Bien sûr, GM ne voit aucune raison de revenir sur les innombrables concessions que le syndicat a consenties en 2007-2015 : une demi-salaire et pas de pensions de retraite pour les nouveaux employés, d'autres “niveaux” de salaires, pas de paiement des heures supplémentaires en cas de dépassement de la durée quotidienne de travail de 8 heures, la seule indemnisation étant celle requise par la loi au delà de 40 heures par semaine.

Qu’il nous rendent ce qu'ils nous ont pris !

Que devraient attendre les travailleurs de GM—et leurs homologues de Ford et Chrysler—lorsqu'un accord de principe sera finalement conclu ?

Les dirigeants de L'UAW n'ont pratiquement rien dit au sujet des revendications concrètes avant le début de la grève, et ils sont presque aussi muets depuis. Leur communication officielle demande maintenant “des salaires équitables, la sécurité de l'emploi, notre part des bénéfices, des soins de santé de qualité et à un coût abordable, et une solution pour le passage des « temporaires » au statut de travailleur permanent." Ces propositions sont bien vagues, ce qui laisse beaucoup de marges de manœuvre aux négociateurs . Qu'est ce qu'un salaire juste? Qu’est ce qu’un soin de santé au coût abordable ?

Dans les propositions actuelles, Il n'est pas question de raccourcir le délai de huit ans aujourd’hui nécessaire pour passer du deuxième au premier niveau de salaires, ni de rendre égaux les salaires dans les usines d’assemblage et dans celles des pièces, ni d’en finir avec les très bas salaires des ouvriers de la filiale de GM Subsystem qui manipulent des pièces à l'intérieur des usines d'assemblage. En plus, pour construire des véhicules électriques à moindre coût, les travailleurs sont employés par une autre filiale de GM, hors du contrat UAW.
********************
- **Énoncé 1**: Traduisez en anglais la phrase suivante du texte sur la grève chez GM : « Les dirigeants de L'UAW n'ont pratiquement rien dit au sujet des revendications concrètes avant le début de la grève, et ils sont presque aussi muets depuis. »

Extraits de données d'étiquetage de localisation
********************
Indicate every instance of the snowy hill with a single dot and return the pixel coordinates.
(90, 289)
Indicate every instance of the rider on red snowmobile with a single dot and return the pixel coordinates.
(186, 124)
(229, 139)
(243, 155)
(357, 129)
********************
- **Énoncé 2**: Recopiez tels quels les enregistrements ci-dessus, ligne par ligne, sans en omettre aucun.

- **Corrigé 1**: The UAW leaders said practically nothing about concrete demands before the strike began, and they have been almost as silent since.

- **Corrigé 2**:
Indicate every instance of the snowy hill with a single dot and return the pixel coordinates.
(90, 289)
Indicate every instance of the rider on red snowmobile with a single dot and return the pixel coordinates.
(186, 124)
(229, 139)
(243, 155)
(357, 129)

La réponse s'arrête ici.